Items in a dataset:

####

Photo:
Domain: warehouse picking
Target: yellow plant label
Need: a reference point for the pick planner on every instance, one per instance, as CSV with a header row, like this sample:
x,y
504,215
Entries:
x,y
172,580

####

Reproduce the data above line for line, with no changes.

Photo:
Domain: warehouse picking
Target: yellow plant label
Need: a reference point for the pick planner on every instance, one per instance, as CSV with a header row, like this sample:
x,y
504,215
Entries:
x,y
172,580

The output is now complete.